**TASK DESCRIPTION:** All lines holding the word "query" are to be copied from the records beneath.

*** SUPPLIED RECORDS ***

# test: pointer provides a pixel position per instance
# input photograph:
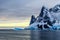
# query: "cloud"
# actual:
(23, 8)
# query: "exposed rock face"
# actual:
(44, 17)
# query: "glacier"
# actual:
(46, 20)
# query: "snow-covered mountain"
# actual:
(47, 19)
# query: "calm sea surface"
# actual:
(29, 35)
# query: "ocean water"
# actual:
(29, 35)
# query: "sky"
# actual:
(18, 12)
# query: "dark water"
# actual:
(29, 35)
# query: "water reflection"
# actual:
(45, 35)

*** End of SUPPLIED RECORDS ***
*** SUPPLIED RECORDS ***

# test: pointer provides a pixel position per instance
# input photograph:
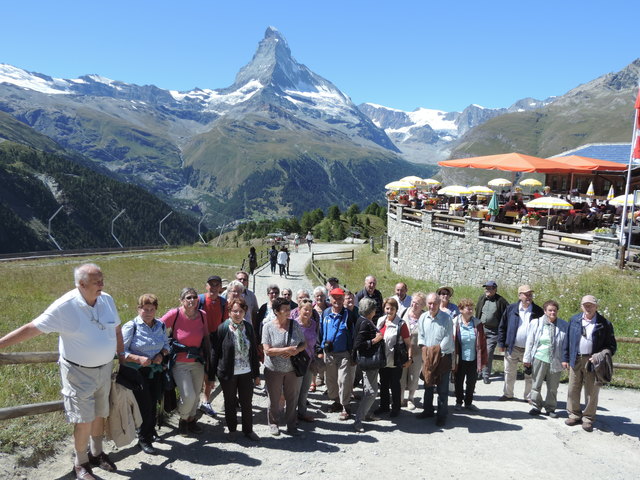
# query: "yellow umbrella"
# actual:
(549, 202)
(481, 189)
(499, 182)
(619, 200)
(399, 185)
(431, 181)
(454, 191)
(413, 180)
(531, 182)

*** End of SUPPLIED RECORDS ***

**RESPONSE FOR THIS EXERCISE:**
# query: "cloud"
# query: "exposed rock face"
# query: "glacier"
# query: "snow-covered mountain"
# query: "calm sea surface"
# query: "ocean water"
# query: "sky"
# query: "dark water"
# query: "water reflection"
# query: "yellow umbrella"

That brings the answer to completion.